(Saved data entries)
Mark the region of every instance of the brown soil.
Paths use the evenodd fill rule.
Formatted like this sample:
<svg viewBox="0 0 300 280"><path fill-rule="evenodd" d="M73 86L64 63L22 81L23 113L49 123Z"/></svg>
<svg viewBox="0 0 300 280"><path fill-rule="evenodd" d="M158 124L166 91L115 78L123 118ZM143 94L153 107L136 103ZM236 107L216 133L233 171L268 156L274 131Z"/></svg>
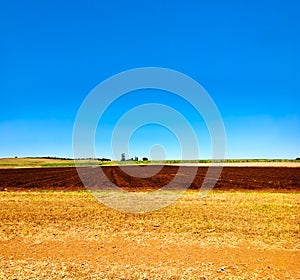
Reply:
<svg viewBox="0 0 300 280"><path fill-rule="evenodd" d="M103 172L100 172L100 168ZM178 171L178 166L161 166L161 170L153 176L157 166L118 166L81 167L82 176L88 188L103 189L117 185L129 191L156 190L172 181ZM195 167L182 167L183 171L177 178L175 188L181 188L190 183L192 170ZM125 171L124 171L125 170ZM138 178L130 176L141 174ZM199 189L202 185L206 167L198 167L197 175L190 189ZM132 174L128 172L129 174ZM105 174L105 175L104 175ZM178 176L177 176L178 177ZM109 179L109 180L108 180ZM77 191L85 189L76 168L22 168L0 169L0 189L13 191L31 190L64 190ZM268 190L268 191L300 191L300 168L288 167L224 167L214 189L217 190Z"/></svg>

**Exercise:** From the first line to the last, repeat the records exactly, leaving out the pictures.

**Result for this task:**
Mark the region of every instance of the brown soil.
Paths use the evenodd fill rule.
Formatted like this sample:
<svg viewBox="0 0 300 280"><path fill-rule="evenodd" d="M73 86L64 63L22 81L23 113L49 123Z"/></svg>
<svg viewBox="0 0 300 280"><path fill-rule="evenodd" d="M158 124L166 91L115 78L123 118ZM143 94L153 107L136 103ZM236 107L216 133L233 171L268 156L274 131Z"/></svg>
Reply:
<svg viewBox="0 0 300 280"><path fill-rule="evenodd" d="M103 172L100 172L100 168ZM178 171L178 166L161 166L161 170L153 176L157 166L118 166L81 167L82 176L88 188L103 189L117 185L129 191L156 190L172 181ZM195 167L182 167L183 171L177 178L175 188L181 188L190 183L192 170ZM125 171L124 171L125 170ZM138 178L130 176L141 174ZM199 189L202 185L206 167L198 167L197 175L190 189ZM132 174L128 172L129 174ZM105 174L105 175L104 175ZM178 176L177 176L178 177ZM109 179L109 180L108 180ZM77 191L85 189L76 168L22 168L0 169L0 189L13 191L31 190L64 190ZM268 190L268 191L300 191L300 168L288 167L224 167L214 189L217 190Z"/></svg>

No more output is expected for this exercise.